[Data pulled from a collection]

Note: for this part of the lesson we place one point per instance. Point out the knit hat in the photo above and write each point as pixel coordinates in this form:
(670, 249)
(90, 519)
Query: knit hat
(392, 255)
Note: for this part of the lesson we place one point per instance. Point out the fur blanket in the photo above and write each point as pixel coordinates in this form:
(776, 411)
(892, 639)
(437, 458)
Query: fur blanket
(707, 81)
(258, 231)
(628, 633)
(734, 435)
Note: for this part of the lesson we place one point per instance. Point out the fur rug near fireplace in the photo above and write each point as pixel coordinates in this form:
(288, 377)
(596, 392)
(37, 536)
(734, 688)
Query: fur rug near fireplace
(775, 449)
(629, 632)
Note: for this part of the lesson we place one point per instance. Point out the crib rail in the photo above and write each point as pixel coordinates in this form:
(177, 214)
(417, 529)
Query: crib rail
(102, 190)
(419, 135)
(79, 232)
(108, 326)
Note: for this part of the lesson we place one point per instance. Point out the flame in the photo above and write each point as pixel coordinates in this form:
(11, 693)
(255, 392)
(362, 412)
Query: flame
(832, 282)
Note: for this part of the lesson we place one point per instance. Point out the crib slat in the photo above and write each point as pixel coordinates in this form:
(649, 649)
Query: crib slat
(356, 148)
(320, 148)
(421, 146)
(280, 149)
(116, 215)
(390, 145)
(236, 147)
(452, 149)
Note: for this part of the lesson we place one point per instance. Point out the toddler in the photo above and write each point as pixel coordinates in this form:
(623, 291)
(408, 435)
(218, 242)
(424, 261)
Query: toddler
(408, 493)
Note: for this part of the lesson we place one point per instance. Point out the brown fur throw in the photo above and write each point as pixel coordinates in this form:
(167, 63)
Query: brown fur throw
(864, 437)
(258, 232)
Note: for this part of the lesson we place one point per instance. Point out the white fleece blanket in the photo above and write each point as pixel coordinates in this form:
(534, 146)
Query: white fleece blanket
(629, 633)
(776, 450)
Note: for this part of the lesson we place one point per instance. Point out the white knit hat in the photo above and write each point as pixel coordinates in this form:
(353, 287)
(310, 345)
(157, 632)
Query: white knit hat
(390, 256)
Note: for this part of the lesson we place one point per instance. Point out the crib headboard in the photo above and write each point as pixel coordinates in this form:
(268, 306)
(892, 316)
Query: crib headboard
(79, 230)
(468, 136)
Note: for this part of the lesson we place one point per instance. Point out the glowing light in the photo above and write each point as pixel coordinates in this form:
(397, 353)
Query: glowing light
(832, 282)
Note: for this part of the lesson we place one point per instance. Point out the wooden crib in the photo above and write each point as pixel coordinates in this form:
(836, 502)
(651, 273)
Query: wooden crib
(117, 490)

---

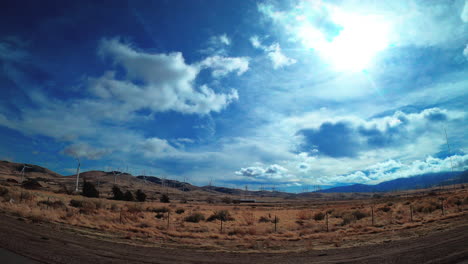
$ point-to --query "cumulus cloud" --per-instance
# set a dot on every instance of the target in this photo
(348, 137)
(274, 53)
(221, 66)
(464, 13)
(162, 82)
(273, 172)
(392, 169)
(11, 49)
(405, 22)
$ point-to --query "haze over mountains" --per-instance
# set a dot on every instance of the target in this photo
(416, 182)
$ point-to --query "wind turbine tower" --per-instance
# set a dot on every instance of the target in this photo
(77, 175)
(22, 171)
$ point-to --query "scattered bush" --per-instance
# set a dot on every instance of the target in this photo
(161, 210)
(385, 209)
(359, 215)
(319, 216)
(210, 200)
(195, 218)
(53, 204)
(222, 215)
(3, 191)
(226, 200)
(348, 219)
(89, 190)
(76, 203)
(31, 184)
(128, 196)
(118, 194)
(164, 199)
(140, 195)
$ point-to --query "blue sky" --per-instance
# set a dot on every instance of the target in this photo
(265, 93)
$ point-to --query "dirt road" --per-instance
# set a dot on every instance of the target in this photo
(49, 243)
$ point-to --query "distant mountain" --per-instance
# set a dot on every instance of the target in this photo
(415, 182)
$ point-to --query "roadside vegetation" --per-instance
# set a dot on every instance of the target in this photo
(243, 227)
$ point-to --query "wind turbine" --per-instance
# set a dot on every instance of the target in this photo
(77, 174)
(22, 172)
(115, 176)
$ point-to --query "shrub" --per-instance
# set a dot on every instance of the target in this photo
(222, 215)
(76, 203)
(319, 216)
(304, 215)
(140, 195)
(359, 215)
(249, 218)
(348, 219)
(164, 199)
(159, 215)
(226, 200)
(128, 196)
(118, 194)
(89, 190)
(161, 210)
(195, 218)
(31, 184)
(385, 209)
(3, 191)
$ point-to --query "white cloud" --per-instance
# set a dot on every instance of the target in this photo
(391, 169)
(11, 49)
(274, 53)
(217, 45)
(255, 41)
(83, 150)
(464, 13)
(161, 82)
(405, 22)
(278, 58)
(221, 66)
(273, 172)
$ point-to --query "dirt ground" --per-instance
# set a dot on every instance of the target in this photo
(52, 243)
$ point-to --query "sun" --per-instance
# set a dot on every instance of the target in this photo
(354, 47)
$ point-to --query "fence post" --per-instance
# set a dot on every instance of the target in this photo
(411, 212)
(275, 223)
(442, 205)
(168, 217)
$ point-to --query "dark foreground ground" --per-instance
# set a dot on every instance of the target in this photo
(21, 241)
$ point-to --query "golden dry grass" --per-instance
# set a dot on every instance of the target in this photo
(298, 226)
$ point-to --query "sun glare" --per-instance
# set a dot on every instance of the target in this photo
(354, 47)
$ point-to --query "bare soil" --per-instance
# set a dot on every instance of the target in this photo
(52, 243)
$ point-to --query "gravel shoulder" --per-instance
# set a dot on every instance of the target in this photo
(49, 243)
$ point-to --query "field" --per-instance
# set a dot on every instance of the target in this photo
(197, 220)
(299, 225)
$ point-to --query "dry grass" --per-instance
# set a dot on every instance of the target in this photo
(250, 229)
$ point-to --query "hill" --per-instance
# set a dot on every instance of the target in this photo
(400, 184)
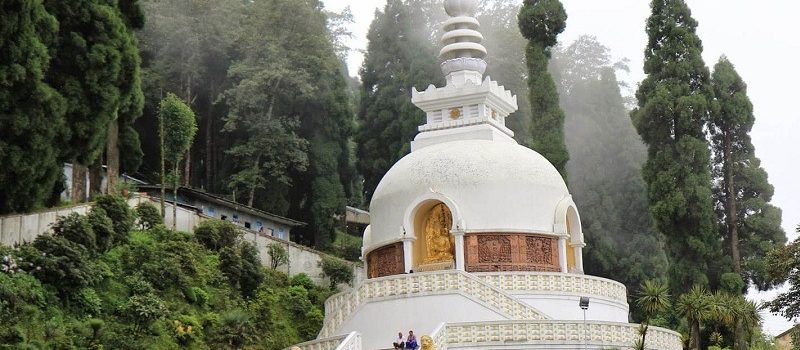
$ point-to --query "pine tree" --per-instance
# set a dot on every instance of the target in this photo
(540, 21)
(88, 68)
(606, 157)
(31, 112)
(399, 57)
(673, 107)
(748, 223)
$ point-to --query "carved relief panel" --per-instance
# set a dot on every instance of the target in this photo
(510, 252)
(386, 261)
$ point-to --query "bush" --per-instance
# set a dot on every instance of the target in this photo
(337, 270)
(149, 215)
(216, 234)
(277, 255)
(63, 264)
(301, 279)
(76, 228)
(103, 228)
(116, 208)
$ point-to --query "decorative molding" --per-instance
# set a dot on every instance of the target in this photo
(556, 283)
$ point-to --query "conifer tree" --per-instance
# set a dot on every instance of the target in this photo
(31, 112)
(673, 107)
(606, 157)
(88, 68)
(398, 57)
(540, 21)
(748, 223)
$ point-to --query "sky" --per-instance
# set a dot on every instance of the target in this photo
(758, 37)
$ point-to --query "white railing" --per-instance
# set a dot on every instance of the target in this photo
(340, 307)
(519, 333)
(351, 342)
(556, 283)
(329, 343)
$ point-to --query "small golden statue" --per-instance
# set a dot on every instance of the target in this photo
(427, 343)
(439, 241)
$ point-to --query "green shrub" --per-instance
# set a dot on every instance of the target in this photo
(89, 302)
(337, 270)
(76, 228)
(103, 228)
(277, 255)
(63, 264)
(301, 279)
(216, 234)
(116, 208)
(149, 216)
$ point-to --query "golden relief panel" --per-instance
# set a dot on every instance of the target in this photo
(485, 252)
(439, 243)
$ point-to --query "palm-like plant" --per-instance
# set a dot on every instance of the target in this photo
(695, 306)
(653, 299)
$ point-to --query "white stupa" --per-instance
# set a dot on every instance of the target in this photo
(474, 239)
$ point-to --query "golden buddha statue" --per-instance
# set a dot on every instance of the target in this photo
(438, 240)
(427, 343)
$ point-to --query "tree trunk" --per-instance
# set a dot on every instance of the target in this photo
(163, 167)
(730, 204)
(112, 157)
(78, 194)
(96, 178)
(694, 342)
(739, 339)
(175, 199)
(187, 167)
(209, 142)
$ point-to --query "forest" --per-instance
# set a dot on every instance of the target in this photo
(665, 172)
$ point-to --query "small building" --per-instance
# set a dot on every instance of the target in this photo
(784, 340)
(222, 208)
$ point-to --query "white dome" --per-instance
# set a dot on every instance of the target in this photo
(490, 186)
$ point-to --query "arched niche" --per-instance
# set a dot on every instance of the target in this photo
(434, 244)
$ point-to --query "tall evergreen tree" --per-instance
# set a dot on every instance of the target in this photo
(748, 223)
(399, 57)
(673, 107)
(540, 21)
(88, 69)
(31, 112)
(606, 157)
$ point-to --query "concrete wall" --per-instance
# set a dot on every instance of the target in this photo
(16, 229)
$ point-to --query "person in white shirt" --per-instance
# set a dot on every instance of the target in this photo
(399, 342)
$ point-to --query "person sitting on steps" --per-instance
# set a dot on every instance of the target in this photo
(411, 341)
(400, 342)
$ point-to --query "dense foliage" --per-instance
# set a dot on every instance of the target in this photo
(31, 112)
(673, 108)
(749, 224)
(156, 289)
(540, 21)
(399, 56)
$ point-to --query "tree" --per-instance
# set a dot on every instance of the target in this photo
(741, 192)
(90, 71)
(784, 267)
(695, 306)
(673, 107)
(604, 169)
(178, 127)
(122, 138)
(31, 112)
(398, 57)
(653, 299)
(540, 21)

---

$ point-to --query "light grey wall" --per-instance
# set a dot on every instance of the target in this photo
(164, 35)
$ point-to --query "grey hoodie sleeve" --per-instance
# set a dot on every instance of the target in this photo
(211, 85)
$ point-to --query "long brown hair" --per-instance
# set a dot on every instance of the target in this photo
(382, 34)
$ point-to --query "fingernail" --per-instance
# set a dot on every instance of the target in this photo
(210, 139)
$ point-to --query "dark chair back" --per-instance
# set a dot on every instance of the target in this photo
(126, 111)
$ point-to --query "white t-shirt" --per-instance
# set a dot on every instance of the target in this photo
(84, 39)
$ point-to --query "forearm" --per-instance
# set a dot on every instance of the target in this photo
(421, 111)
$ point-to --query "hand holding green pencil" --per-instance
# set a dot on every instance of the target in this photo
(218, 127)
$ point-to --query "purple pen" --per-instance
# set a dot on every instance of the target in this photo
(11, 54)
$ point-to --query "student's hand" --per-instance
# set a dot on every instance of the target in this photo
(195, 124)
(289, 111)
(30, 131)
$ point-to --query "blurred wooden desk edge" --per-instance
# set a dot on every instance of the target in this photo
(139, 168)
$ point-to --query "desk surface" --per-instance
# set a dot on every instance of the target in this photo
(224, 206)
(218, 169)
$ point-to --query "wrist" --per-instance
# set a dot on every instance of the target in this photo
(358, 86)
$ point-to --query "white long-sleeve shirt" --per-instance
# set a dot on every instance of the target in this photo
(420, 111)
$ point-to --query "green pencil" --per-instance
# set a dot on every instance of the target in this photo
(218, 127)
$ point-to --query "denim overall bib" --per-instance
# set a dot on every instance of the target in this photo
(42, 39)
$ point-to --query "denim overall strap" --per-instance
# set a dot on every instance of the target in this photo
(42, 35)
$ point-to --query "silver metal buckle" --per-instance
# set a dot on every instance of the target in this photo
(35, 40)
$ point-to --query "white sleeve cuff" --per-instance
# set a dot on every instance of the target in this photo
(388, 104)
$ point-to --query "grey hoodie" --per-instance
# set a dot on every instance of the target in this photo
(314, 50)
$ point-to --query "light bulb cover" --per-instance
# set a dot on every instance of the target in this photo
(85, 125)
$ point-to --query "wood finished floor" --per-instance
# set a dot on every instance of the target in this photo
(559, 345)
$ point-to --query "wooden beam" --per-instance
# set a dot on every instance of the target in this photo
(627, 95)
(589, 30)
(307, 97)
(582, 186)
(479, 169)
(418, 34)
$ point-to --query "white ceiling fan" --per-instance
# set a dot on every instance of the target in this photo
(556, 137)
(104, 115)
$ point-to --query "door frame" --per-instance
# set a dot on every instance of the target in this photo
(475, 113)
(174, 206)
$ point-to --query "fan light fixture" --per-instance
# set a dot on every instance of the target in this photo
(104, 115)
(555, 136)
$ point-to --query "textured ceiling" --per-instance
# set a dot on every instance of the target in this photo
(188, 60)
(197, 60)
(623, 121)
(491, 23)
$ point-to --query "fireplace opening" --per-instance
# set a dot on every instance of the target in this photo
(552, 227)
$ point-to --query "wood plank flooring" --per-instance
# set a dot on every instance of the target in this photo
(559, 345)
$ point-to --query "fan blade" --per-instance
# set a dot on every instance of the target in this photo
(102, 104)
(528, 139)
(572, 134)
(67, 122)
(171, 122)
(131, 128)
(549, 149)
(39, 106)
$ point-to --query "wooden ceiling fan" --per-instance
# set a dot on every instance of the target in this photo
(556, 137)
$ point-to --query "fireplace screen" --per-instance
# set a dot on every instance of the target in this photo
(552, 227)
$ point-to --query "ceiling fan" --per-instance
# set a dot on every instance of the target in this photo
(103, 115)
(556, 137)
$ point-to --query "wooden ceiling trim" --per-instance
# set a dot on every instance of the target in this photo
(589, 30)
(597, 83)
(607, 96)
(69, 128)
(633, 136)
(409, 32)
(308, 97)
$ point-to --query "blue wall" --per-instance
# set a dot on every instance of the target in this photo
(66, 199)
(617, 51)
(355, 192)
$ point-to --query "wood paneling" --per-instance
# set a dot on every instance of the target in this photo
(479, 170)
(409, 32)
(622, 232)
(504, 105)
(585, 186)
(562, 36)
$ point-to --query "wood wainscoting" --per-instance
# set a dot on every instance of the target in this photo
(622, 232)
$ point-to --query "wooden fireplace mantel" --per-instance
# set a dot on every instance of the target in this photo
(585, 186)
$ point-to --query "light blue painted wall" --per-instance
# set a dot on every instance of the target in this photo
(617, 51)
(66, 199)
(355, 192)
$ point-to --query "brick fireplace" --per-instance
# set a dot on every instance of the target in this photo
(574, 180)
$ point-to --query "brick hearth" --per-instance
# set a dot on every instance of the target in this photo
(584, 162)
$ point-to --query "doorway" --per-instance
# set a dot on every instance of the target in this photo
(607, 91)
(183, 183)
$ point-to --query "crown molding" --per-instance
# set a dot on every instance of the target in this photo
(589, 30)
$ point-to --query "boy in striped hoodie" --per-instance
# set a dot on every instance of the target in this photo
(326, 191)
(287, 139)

## [Task requirements]
Count the lines in the rows above that contain the string "flame", treating uppercase and lowercase as different, and give only that number.

## [Expected answer]
2